*Polecenie:* Wymień wszystkie zajęcia, pomiędzy które według tekstu o postpandemicznym lecie jest podzielony letni czas w przypadku autora i jego środowiska.

*Podany tekst:*
········
Co jest kulane #70 czyli postpandemiczny letniak

Dobrnęliśmy do tego momentu w roku kalendarzowym, którego przymiotem jest wszechobecny luz. Słońce nie oszczędza, upały na przemian z ulewami pozwalają na obywatelski obowiązek narzekania, a komary mają konkretne chlanie. Można by przecież rzec, że wszystko po staremu, aczkolwiek wiadomo że nie do końca. Przecież jeszcze 100 dni temu mieliśmy nie wychodzić z domu, mieliśmy się bać i mieliśmy przenieść swoje życie już w pełni do wirtualnej rzeczywistości. Tam natomiast się kłócić, godzić, sprzeczać, kochać, nienawidzić i upuszczać frustrację związaną z zaistniałą sytuacją. 

Mimo statystyk, które wciąż notują nowe zakażenia jesteśmy już dwa miesiące po bardzo ważnej dacie, a mianowicie po legalnym powrocie na mate. Pięknie będzie wspominać ten złoty okres kiedy treningowe państwo podziemne na dobre rozwijało swoje konspiracyjne metody na praktykę ukochanej sztuki. Ba, to już nawet nie chodziło o miłość tylko o najzwyklejszą biologiczną potrzebę, no ale to już za nami, będzie co wspominać wnukom.

Postpandemia przypadła akurat na okres letni, a więc zostaliśmy wrzuceni w czas w którym wszyscy zwykli odpoczywać po roboczych dziesięciu miesiącach edukacji czy pracy zawodowej. W naszym przypadku to oczywiście czas podzielony pomiędzy kolejnymi turniejami, obozami sparingowymi, przygotowaniami, zbijaniem wagi i miksowaniem tego z codziennymi obowiązkami. Już na samą myśl kiedy o tym piszę czuje się zmęczony, ale nie, wcale się tak nie czuje. Przez ostatnie miesiące nie było ani zawodów, ani zbijania wagi, ani obozów sparingowych, ani przygotowań i miksowania tego z życiem codziennym. Było życie codzienne w którym usilnie poszukiwało się różnych sposobów na to by jednak narzucić sobie jakiś porządek, a nierzadko było to dochodzenie do momentu w którym odbijałeś się od dna lenistwa, aby piąć się przez chwilę na szczyt możliwości (dostępnych na dany moment).
········
*Podane informacje:*
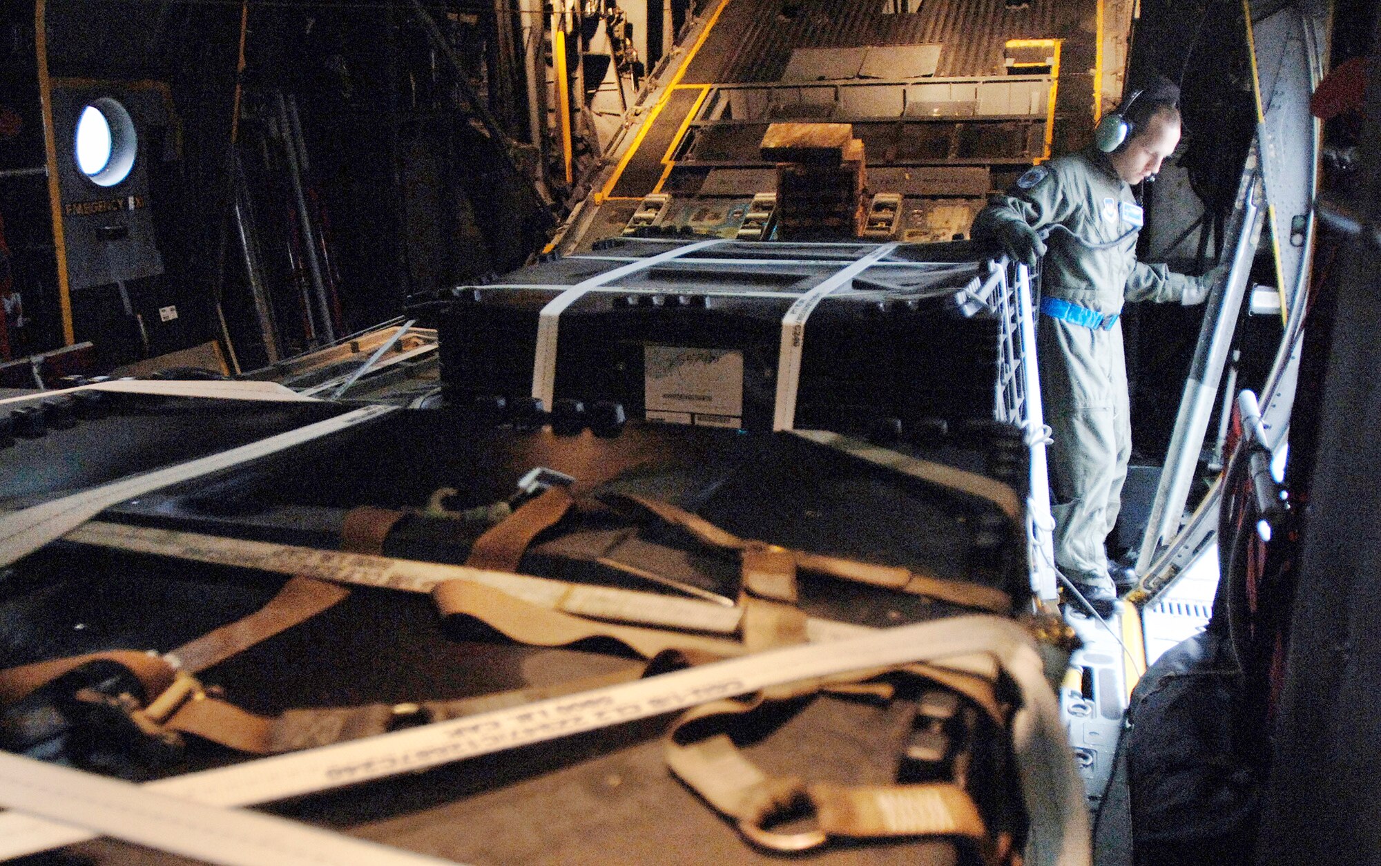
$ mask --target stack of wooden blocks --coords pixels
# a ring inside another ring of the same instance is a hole
[[[773,123],[760,145],[778,163],[780,240],[863,233],[863,141],[849,123]]]

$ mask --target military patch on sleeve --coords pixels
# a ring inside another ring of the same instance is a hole
[[[1027,169],[1019,178],[1016,178],[1018,189],[1030,189],[1036,184],[1044,181],[1050,177],[1050,169],[1045,166],[1033,166]]]

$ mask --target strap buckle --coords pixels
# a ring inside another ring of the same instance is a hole
[[[162,736],[167,733],[164,725],[173,714],[182,709],[184,704],[192,700],[204,700],[206,688],[202,682],[192,674],[180,670],[173,677],[173,684],[163,689],[163,693],[149,702],[144,709],[130,710],[130,720],[139,728],[139,731],[148,733],[149,736]]]
[[[757,808],[750,808],[747,816],[739,818],[739,831],[751,841],[769,851],[809,851],[830,841],[830,837],[820,829],[801,830],[798,833],[773,833],[764,825],[772,818],[813,818],[815,801],[811,794],[794,779],[784,780],[784,786],[772,786],[773,790],[764,791],[762,801]]]

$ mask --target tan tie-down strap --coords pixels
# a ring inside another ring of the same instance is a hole
[[[602,637],[619,641],[645,659],[666,651],[689,651],[720,659],[744,653],[744,646],[736,641],[587,620],[528,604],[468,580],[436,584],[432,599],[443,616],[471,616],[514,641],[532,646],[566,646]]]
[[[135,649],[112,649],[51,662],[36,662],[0,671],[0,703],[14,703],[29,692],[90,662],[116,662],[144,684],[149,697],[163,695],[173,685],[178,670],[196,673],[224,662],[280,631],[302,623],[349,595],[349,590],[293,577],[267,605],[226,626],[209,631],[174,649],[177,664],[167,656]]]
[[[649,662],[554,686],[514,689],[458,700],[300,709],[287,710],[276,717],[255,715],[199,692],[157,721],[164,729],[193,733],[239,751],[278,754],[373,736],[399,724],[438,722],[630,682],[642,677],[649,668],[657,667],[663,659],[674,659],[677,664],[699,664],[744,652],[744,646],[733,641],[588,622],[464,580],[438,584],[432,597],[443,616],[478,619],[522,644],[563,646],[603,637],[619,641]]]
[[[718,812],[732,818],[746,838],[773,851],[818,848],[830,837],[878,838],[896,836],[957,836],[983,840],[986,827],[974,800],[952,783],[841,786],[807,782],[798,776],[772,778],[764,773],[726,733],[688,740],[692,722],[711,717],[742,717],[772,700],[789,700],[820,691],[851,691],[851,686],[882,686],[874,692],[889,697],[887,684],[867,684],[882,671],[807,681],[758,693],[751,700],[718,700],[682,715],[666,742],[671,771]],[[778,833],[768,829],[775,819],[813,816],[804,831]]]
[[[544,529],[557,525],[574,504],[565,488],[547,488],[528,500],[482,536],[470,548],[465,565],[494,572],[516,572],[522,555]]]
[[[305,623],[322,610],[341,602],[349,590],[340,584],[293,577],[267,605],[249,616],[221,626],[178,646],[171,655],[181,668],[196,673],[239,655],[268,638]]]
[[[1011,597],[992,587],[917,575],[898,566],[873,565],[856,559],[811,554],[751,539],[740,539],[731,532],[720,529],[700,515],[645,496],[613,493],[608,494],[606,499],[631,503],[673,526],[685,529],[710,547],[739,551],[743,557],[743,586],[747,591],[761,598],[795,602],[795,569],[800,568],[841,580],[924,595],[965,608],[992,610],[994,613],[1011,613],[1012,609]]]

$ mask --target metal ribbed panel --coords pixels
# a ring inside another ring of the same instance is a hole
[[[921,0],[918,12],[884,15],[882,0],[731,0],[686,81],[780,79],[793,48],[939,43],[938,76],[1003,73],[1008,39],[1048,39],[1092,21],[1095,0]],[[713,76],[713,77],[711,77]]]

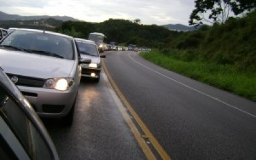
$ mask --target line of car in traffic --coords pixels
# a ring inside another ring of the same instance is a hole
[[[95,42],[60,33],[15,28],[5,35],[0,41],[1,159],[57,159],[38,115],[71,125],[81,77],[98,82],[105,57]]]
········
*Odpowiedź pisemna:* turnieje, obozy sparingowe, przygotowania, zbijanie wagi, miksowanie tego z codziennymi obowiązkami